◆ **Passage to read**
* * * * *

Portability might vary here; these assume ksh on OpenBSD 7.3.

    $ FOO=42 ; echo $((FOO+1))
    43
    $ FOO=42 ; echo $(($FOO+1))
    43

So what's the big deal?

    $ FOO='42+9'
    $ echo $((FOO+1))
    52
    $ echo $(($FOO+1))
    52

Okay maybe if you somehow get arithmetic operators into your supposed-to-be-numeric strings you get some unexpected math. But it's consistent, right?

    $ FOO='1+2'
    $ echo $((FOO*2))
    6
    $ echo $(($FOO*2))
    5

Whoops, that one had an order-of-operation issue.

    $ FOO=0xa ; echo $((FOO-1)) ; echo $(($FOO-1))
    9
    9
    $ FOO=077 ; echo $((FOO-1)) ; echo $(($FOO-1))
    62
    62

Octals and hexadecimal inputs will be acted on.

Probably the FOO='1+2' and similar forms are undefined behavior, and hopefully never show up unexpectedly in a shell script of yours that is trying to math. (I'd sooner switch to some other language.) `typeset -i` might force integer-ness on a variable, but then you have a case where weird input like '1+2' will be silently accepted. Others might prefer the script to blow up so someone can review where the bad input came from.

* * * * *

◆ **Set exercise 1**
Copy the entries below word for word, everything from the first line of the entries down to the line containing "pixel 16 542", including both of those lines.

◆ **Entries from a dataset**

* * * * *

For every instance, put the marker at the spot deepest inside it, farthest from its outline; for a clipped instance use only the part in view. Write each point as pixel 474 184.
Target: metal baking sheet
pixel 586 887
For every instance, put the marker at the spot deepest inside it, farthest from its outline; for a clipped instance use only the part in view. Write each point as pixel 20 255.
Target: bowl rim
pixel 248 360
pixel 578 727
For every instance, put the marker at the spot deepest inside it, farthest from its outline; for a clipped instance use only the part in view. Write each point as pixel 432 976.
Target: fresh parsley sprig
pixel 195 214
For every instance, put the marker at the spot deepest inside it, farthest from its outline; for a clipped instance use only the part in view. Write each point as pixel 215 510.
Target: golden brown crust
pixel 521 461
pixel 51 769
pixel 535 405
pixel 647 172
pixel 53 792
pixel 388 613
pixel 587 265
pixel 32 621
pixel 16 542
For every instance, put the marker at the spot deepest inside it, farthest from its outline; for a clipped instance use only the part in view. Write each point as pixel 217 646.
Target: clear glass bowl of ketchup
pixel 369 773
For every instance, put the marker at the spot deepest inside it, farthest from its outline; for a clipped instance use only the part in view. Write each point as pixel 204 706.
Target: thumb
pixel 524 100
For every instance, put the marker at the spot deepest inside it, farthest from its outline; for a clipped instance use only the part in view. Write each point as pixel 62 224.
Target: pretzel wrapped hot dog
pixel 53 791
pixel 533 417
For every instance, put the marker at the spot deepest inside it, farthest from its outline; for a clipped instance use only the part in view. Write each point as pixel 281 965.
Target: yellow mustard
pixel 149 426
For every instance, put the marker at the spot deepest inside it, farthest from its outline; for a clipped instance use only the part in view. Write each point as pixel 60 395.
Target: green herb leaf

* * * * *

◆ **Set exercise 2**
Continue the text on ksh arithmetic expansion from where it stops.

◆ **Task answer 1**
For every instance, put the marker at the spot deepest inside it, farthest from its outline; for a clipped instance use only the part in view. Write each point as pixel 474 184.
Target: metal baking sheet
pixel 586 887
For every instance, put the marker at the spot deepest inside it, farthest from its outline; for a clipped instance use only the part in view. Write each point as pixel 20 255.
Target: bowl rim
pixel 248 360
pixel 578 727
For every instance, put the marker at the spot deepest inside it, farthest from its outline; for a clipped instance use only the part in view. Write each point as pixel 432 976.
Target: fresh parsley sprig
pixel 195 214
For every instance, put the marker at the spot deepest inside it, farthest from its outline; for a clipped instance use only the part in view. Write each point as pixel 215 510.
Target: golden brown crust
pixel 521 461
pixel 51 769
pixel 535 405
pixel 647 172
pixel 53 792
pixel 388 613
pixel 587 265
pixel 32 621
pixel 16 542

◆ **Task answer 2**
    $ FOO=1+2
    $ echo $((FOO*2)) $(($FOO*2))
    6 5
    $ typeset -i FOO
    $ echo $((FOO*2)) $(($FOO*2))
    6 6

This is mostly a problem for scripts that process uncontrolled inputs that come from who knows where and contain who knows what and get handled as arithmetic. So probably pretty rare.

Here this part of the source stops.